* [WHAT NEEDS TO BE DONE]
Give the data again, word for word.
________
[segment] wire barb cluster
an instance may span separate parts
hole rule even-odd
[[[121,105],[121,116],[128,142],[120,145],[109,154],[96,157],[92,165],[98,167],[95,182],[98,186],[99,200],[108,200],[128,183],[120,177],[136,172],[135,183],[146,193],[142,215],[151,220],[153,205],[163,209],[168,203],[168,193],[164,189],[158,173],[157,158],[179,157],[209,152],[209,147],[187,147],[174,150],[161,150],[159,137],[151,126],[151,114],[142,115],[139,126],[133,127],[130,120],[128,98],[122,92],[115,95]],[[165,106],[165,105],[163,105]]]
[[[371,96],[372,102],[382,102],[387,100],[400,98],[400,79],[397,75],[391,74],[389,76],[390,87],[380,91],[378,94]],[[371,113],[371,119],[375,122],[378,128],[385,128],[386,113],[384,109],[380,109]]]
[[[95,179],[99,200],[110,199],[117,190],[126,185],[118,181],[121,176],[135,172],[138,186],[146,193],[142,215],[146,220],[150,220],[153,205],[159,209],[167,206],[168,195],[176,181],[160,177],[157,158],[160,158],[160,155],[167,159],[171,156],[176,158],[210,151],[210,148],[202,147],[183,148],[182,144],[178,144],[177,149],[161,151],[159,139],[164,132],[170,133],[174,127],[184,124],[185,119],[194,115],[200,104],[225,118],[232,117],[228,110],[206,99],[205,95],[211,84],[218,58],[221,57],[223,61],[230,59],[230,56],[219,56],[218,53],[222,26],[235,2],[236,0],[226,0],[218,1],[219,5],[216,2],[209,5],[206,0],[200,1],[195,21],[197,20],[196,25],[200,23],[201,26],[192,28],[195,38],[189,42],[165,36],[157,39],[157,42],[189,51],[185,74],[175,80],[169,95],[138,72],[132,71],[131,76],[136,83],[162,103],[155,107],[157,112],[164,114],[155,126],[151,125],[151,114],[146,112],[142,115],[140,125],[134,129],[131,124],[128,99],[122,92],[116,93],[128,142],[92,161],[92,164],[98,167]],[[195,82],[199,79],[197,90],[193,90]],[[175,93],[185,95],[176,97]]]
________
* [FINISHED EXERCISE]
[segment] wire barb cluster
an instance may span separate parts
hole rule even-odd
[[[121,105],[121,116],[128,142],[120,145],[109,154],[96,157],[92,165],[98,167],[95,182],[98,186],[99,200],[108,200],[128,183],[120,177],[136,172],[135,183],[146,193],[142,215],[151,220],[153,205],[163,209],[168,203],[168,193],[164,189],[158,173],[157,158],[179,157],[209,152],[209,147],[187,147],[174,150],[161,150],[159,137],[151,126],[151,114],[142,115],[139,126],[133,127],[130,120],[128,98],[122,92],[115,95]],[[165,106],[165,105],[163,105]]]
[[[371,96],[372,102],[382,102],[387,100],[400,98],[400,79],[397,75],[391,74],[389,76],[390,87],[380,91],[378,94]],[[371,113],[371,119],[375,122],[378,128],[385,128],[386,113],[384,109],[380,109]]]
[[[95,179],[99,200],[110,199],[117,190],[126,185],[118,181],[121,176],[135,172],[138,186],[146,193],[142,215],[146,220],[150,220],[153,205],[159,209],[167,206],[168,195],[176,181],[160,177],[157,158],[160,158],[160,155],[167,159],[171,156],[176,158],[210,151],[210,148],[202,147],[183,148],[182,144],[178,144],[177,149],[161,151],[159,139],[164,132],[170,133],[174,127],[184,124],[185,119],[194,115],[200,104],[225,118],[232,117],[228,110],[206,99],[205,95],[211,84],[218,58],[221,57],[223,61],[230,59],[230,56],[219,56],[218,53],[222,26],[235,2],[236,0],[226,0],[218,1],[219,5],[216,2],[209,5],[206,0],[200,1],[195,21],[197,20],[196,25],[200,23],[201,26],[192,28],[195,38],[189,42],[165,36],[157,39],[157,42],[189,51],[185,74],[175,80],[169,95],[138,72],[132,71],[131,76],[136,83],[162,103],[155,107],[157,112],[164,114],[155,126],[151,125],[151,114],[146,112],[142,115],[140,125],[134,129],[131,124],[128,99],[122,92],[116,93],[128,142],[92,161],[92,164],[98,167]],[[195,82],[199,79],[197,90],[193,90]],[[175,93],[185,95],[176,97]]]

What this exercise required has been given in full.